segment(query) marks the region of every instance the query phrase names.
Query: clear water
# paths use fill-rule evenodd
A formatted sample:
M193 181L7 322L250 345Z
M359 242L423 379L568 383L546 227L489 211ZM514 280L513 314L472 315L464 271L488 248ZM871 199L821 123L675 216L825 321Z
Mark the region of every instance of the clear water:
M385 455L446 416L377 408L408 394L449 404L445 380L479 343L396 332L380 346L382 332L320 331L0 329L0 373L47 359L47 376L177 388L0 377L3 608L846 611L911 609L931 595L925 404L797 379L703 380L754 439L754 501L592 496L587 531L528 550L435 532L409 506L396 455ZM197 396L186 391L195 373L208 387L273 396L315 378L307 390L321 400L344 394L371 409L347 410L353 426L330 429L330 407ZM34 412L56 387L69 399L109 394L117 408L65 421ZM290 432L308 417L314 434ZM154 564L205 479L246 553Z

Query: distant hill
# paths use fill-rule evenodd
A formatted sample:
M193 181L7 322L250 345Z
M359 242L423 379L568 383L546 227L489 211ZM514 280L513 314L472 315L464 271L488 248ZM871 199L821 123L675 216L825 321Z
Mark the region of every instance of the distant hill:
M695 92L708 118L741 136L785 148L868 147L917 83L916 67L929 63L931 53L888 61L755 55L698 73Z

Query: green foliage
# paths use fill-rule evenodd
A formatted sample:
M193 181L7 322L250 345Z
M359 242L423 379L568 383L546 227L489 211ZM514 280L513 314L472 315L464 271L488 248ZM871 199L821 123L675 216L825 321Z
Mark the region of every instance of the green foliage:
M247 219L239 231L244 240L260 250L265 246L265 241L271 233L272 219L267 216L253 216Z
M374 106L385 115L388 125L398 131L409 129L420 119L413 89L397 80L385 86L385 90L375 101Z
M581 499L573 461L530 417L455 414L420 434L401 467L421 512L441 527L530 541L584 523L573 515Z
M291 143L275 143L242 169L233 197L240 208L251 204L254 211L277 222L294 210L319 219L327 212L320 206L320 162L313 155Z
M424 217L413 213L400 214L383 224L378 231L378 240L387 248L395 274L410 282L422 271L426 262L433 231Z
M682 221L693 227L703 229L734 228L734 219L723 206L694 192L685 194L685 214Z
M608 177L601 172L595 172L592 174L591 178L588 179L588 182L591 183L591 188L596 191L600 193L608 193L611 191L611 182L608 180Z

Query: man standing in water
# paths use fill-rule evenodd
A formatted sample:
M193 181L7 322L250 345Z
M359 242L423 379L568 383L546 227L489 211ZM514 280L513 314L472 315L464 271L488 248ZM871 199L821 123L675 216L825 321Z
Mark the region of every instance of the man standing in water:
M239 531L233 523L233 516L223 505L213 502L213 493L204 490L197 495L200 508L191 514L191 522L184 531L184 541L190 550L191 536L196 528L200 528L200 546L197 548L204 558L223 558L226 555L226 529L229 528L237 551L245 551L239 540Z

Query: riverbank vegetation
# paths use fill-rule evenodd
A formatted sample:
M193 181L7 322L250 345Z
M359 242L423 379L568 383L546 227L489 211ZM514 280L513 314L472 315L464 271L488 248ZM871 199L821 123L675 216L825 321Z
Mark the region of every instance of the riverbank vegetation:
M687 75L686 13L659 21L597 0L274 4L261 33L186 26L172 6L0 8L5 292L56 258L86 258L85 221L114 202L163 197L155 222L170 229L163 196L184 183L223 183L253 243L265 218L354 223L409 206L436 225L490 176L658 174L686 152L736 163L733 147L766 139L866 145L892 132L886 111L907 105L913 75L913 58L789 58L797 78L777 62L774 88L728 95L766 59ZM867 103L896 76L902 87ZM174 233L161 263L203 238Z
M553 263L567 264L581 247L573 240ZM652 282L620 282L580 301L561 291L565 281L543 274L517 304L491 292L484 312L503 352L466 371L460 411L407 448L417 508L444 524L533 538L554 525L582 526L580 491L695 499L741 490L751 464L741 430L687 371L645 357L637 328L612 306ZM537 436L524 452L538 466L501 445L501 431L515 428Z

Task description: Output verbatim the stretch of the records from the line containing "Query: riverbank vegetation" through the line containing "M687 75L686 13L659", inclusive of both.

The completed task:
Query: riverbank vegetation
# paths use fill-rule evenodd
A formatted sample:
M193 181L7 322L250 345Z
M359 242L423 379L568 383L546 227L489 211ZM514 280L513 314L472 315L464 271L488 248ZM871 199L821 123L675 216L825 321Z
Mark the region of every instance of the riverbank vegetation:
M687 75L686 13L659 21L597 0L274 4L261 33L186 26L172 6L0 8L5 292L56 258L86 258L85 221L114 202L163 197L155 222L170 229L163 196L184 183L223 183L253 243L265 218L354 223L409 206L436 225L490 176L658 174L686 152L736 163L733 147L766 139L866 145L892 132L886 111L907 105L913 75L913 58L789 58L797 78L777 62L774 88L728 95L766 59ZM867 103L896 76L902 87ZM174 233L161 263L203 238Z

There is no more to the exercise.